▶ WORK ORDER
Extract the text of every entry below exactly; leave images out.

▶ Records from a collection
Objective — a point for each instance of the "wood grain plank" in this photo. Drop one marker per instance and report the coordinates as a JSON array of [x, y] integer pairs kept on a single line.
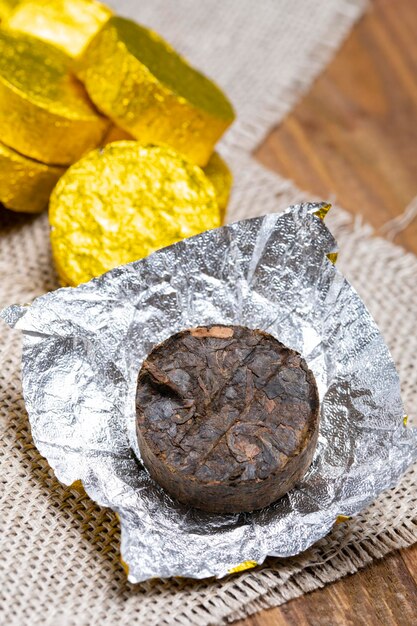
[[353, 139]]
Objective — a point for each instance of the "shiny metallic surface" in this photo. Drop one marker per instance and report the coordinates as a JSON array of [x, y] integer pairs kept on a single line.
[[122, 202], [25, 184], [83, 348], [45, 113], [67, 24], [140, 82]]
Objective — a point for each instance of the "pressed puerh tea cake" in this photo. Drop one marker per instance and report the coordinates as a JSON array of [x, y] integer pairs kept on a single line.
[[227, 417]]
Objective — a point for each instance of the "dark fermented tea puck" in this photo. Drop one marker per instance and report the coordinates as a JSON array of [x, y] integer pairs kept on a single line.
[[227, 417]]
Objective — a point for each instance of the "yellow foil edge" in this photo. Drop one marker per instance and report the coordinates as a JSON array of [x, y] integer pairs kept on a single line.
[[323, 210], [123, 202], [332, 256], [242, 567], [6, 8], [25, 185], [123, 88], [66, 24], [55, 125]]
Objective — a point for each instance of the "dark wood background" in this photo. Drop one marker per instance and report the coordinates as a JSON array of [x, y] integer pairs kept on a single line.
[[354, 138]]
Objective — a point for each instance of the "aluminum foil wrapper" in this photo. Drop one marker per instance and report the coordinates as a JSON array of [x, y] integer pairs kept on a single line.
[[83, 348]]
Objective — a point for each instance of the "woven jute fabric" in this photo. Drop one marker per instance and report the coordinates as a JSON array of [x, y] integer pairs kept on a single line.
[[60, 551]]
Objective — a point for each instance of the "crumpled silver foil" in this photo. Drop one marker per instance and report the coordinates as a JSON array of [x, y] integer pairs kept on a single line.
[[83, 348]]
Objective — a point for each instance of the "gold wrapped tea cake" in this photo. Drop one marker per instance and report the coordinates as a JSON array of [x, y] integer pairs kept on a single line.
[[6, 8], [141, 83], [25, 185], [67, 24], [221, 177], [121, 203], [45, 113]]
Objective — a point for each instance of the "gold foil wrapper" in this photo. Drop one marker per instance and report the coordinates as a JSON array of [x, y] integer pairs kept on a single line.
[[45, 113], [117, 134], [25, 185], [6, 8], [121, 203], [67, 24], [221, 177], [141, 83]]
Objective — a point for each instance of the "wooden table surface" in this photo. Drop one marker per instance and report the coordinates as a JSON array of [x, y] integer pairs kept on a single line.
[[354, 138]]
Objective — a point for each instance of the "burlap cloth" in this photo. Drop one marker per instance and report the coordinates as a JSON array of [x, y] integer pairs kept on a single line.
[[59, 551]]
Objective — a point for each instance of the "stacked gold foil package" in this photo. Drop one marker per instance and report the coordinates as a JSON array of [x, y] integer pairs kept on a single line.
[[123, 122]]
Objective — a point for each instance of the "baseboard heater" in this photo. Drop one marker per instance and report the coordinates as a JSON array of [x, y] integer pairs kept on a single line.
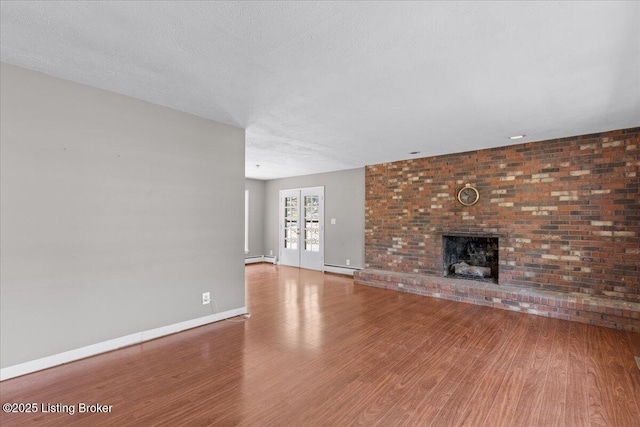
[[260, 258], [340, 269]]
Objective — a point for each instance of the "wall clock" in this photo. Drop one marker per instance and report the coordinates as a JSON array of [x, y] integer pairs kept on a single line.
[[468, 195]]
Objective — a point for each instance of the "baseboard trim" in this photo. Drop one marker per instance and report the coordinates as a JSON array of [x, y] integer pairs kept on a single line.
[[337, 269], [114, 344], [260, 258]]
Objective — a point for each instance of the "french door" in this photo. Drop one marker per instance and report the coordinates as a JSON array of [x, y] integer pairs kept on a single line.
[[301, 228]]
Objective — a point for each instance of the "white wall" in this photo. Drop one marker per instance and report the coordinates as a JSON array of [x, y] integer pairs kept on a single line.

▶ OUTPUT OF THE TASK
Objective — a point for each instance of the "wood grain plank" in this photo. Drop one marker per instance and report the coordinates as a JSON array of [x, y] integer pairs kept on a single line.
[[353, 139]]
Objective — a point for each instance of the "shiny metallic surface" in this photo. Drop one marker per instance and report the coordinates as a JSON array of [x, y] integer pairs kept on a single line.
[[122, 202], [25, 184], [83, 348], [45, 113], [67, 24], [140, 82]]
Objective — a point for each instance of the "pressed puerh tea cake" in this photo. Drop one marker per instance and report the coordinates as a JSON array of [x, y] integer pairs kept on a single line.
[[227, 417]]
Objective — a point for each instance of the "dark fermented tea puck" in this photo. Drop one marker per instance and report the coordinates as a JSON array of [x, y] integer pairs kept on a single line.
[[227, 417]]
Objective — a point for each instance of the "yellow foil edge" in this photo. Drop one marker per instance and report the coordinates as a JSON array of [x, y] integer pairs kept on a single line.
[[323, 210], [123, 202], [332, 256], [242, 567], [6, 8], [25, 185], [123, 88], [66, 24], [55, 125]]
Objective — a point for each instance of the "dark wood background" in this photo. Drop one marker per instance and report the coordinates as a JSON array of [x, y] integer pairs kept on a single line.
[[354, 138]]
Objective — a point for each instance of the "aluminum foil wrapper" in this photo. Drop one marker per instance and report the coordinates as a JSON array of [x, y] integer pairs kept on a single line.
[[83, 348]]
Objective — a point for each instance of the "woven jute fabric" in this photo. Drop one marker per instance and report the coordinates as a JSON array of [x, y] integer pairs kept on a single line.
[[60, 551]]
Objective — a point for each instance of the "crumpled silver foil" in this photo. Drop one marker per instance and report the coordinates as a JSON array of [x, y] integer pairs kept on a single line.
[[83, 348]]
Objective — a point for each instance of the "gold wrapped tea cake" in this photo. Drop one marker per instance and report the coordinates as a JSON array of [x, y] integer pairs kept on a single line.
[[6, 8], [141, 83], [25, 185], [67, 24], [221, 177], [121, 203], [45, 113]]
Objective — a point for each instance of the "gold foil wrapper" in this photo. Drop one marker per instance and report the coordinates as a JSON array of [x, y] integer pairs kept on a single line.
[[45, 113], [117, 134], [25, 185], [6, 8], [121, 203], [67, 24], [221, 177], [141, 83]]
Objective — a point for each instance of the "wooden table surface" in this photo. Drop one marker per instance and report the coordinates as a JSON array of [x, y] integer pairs kept on a single line.
[[354, 138]]
Objective — a point for each instance of the "burlap cloth" in this photo. Drop one marker per instance and report the coordinates as a JSON array of [x, y] integer pairs kept on a single line.
[[59, 551]]
Objective — a point for each instance of the "stacked gold foil package" in this photo. Drop one marker per instance and report the coordinates as a JSON array of [x, y] integer pairs kept on a single line.
[[123, 122]]
Objective — a point for each instance of the "baseboard heater" in this photo. Drop one marker per instance and report the coordinates as a JSON array of [x, y] integer pairs kept on a single line.
[[260, 258], [340, 269]]
Objective — a point for each instance of the "wall clock" in this photo. Drop one marker per instance and report the coordinates as a JSON array of [x, y] integer pairs kept on a single line.
[[468, 195]]
Objective — a point for each instance of the "baseboard trim" in this photo. Drop one marker per instance and report the coordinates as a JSON array of [x, y] integer pairs kept on a single line.
[[337, 269], [114, 344], [260, 258]]
Objective — a point for each instance of the "french door" in this photo. Drop one marker per instance and report the coordinates as a JSON array of [x, y] integer pairs kept on a single line.
[[301, 228]]
Objective — a point for each instance of the "white wall" in this photo. Drop one marker per instance and report the coordinates as a JSON array of [x, y] integer pairs kept on a single line.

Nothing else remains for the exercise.